• Challenges:
a) In the essay on speaking up, what is vastly better than regretting what you did not say?
b) Retype the records word for word, starting at the line that contains "Report the location of each instance of the red" and ending with the last line of the records.

• Document:

I have been doing the heavy lifting of speaking up for several years now.  It is still difficult work.  The risks can still feel real.  Occasionally there is temporary fall out.  Did you catch that? Temporary fall out.  Over all the benefits of opening my mouth, speaking, being authentic are overwhelmingly better.
I have learned:
* Letting people know how they effect you does not automatically belittle them.  On the contrary greater understanding and connection is achieved.
If I address an issue as it buds I don’t have the hate tapes in my head.  I am actually reasonable in communication.  Never the angry vile person who lives in the hate tapes.
It is so worth it to be vulnerable and uncomfortable speaking out in order to live without those hate tapes.
Regretting what you say is vastly better than regretting what you did not say.
On the journey of our self evolution speaking up for ourselves is crucial.  By giving voice you gain self expression which in turn builds confidence.  You are able to take down the confining walls of your comfort zone.  Brick by brick you learn that the world does not disintegrate when you open your mouth.  As we stand for ourselves our sense of worthiness and value increase.  In truth no one can invalidate us.  We are the ones that allow it to happen.

Dataset entries:
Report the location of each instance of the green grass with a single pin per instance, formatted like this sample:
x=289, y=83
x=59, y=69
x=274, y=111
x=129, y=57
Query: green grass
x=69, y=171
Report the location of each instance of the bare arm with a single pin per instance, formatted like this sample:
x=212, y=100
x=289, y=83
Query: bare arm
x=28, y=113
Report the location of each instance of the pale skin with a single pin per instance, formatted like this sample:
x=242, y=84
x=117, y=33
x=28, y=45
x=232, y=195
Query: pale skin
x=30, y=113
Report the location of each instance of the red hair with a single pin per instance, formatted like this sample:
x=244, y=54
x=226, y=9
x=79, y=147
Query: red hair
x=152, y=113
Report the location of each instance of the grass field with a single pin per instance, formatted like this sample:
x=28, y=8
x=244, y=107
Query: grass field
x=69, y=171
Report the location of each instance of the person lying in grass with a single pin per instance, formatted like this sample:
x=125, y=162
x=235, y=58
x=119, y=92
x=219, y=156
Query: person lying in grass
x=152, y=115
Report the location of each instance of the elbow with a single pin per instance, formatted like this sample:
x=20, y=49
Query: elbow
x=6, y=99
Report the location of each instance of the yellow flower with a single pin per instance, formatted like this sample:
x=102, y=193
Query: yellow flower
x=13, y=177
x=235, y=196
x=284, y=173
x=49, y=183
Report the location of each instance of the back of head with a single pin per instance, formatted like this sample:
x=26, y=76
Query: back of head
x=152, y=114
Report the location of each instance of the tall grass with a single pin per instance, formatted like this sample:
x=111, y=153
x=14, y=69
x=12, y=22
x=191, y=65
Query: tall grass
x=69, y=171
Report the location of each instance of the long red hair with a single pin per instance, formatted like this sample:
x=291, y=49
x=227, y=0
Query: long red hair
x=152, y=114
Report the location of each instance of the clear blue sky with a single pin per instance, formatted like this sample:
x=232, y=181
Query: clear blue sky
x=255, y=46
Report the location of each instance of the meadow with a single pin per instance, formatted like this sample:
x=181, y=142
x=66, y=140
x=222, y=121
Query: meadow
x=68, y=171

• Solutions per task:
a) Regretting what you say.

b)
Report the location of each instance of the red hair with a single pin per instance, formatted like this sample:
x=244, y=54
x=226, y=9
x=79, y=147
Query: red hair
x=152, y=113
Report the location of each instance of the grass field with a single pin per instance, formatted like this sample:
x=28, y=8
x=244, y=107
Query: grass field
x=69, y=171
Report the location of each instance of the person lying in grass with a single pin per instance, formatted like this sample:
x=125, y=162
x=235, y=58
x=119, y=92
x=219, y=156
Query: person lying in grass
x=152, y=115
Report the location of each instance of the elbow with a single pin per instance, formatted like this sample:
x=20, y=49
Query: elbow
x=6, y=99
Report the location of each instance of the yellow flower with a single pin per instance, formatted like this sample:
x=102, y=193
Query: yellow flower
x=13, y=177
x=235, y=196
x=284, y=173
x=49, y=183
Report the location of each instance of the back of head with a single pin per instance, formatted like this sample:
x=26, y=76
Query: back of head
x=152, y=114
Report the location of each instance of the tall grass with a single pin per instance, formatted like this sample:
x=111, y=153
x=14, y=69
x=12, y=22
x=191, y=65
Query: tall grass
x=69, y=171
Report the location of each instance of the long red hair with a single pin per instance, formatted like this sample:
x=291, y=49
x=227, y=0
Query: long red hair
x=152, y=114
Report the location of each instance of the clear blue sky with a single pin per instance, formatted like this sample:
x=232, y=181
Query: clear blue sky
x=255, y=46
Report the location of each instance of the meadow with a single pin per instance, formatted like this sample:
x=181, y=142
x=66, y=140
x=222, y=121
Query: meadow
x=68, y=171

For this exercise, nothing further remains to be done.